→ **Materiale di lavoro**:
━━━━━━━━━━━━━━━━━━━━

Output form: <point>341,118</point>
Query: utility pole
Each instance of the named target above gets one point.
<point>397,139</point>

━━━━━━━━━━━━━━━━━━━━

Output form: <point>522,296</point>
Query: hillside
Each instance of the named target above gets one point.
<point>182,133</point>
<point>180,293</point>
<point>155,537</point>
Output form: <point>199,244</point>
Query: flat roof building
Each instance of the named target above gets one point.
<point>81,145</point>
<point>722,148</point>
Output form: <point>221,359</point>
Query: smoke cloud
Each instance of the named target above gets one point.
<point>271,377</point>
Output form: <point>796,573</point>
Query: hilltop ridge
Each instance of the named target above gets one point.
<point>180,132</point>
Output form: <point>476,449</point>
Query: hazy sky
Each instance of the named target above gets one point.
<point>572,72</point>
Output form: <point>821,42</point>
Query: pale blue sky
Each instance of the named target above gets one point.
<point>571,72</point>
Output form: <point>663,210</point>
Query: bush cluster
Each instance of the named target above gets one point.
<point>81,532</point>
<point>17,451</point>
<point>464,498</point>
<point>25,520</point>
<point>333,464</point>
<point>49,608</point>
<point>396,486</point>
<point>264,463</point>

━━━━━━━━━━━━━━━━━━━━

→ **Dettagli esercizio**:
Trova nel materiale qui sopra ogni riga in cui compare la parola "form" e ricopiala. Maiuscole e minuscole vanno distinte.

→ **Risultato esercizio**:
Output form: <point>341,118</point>
Output form: <point>522,296</point>
Output form: <point>199,244</point>
Output form: <point>221,359</point>
Output form: <point>796,573</point>
Output form: <point>476,449</point>
Output form: <point>821,42</point>
Output form: <point>663,210</point>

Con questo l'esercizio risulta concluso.